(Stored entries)
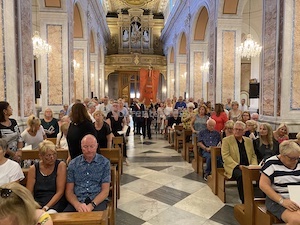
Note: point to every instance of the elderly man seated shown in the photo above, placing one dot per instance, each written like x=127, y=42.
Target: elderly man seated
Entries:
x=88, y=179
x=207, y=138
x=237, y=150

The problem — Across the records above, in how many lines does the string "elderly" appear? Reply with the figure alone.

Exercise response — 2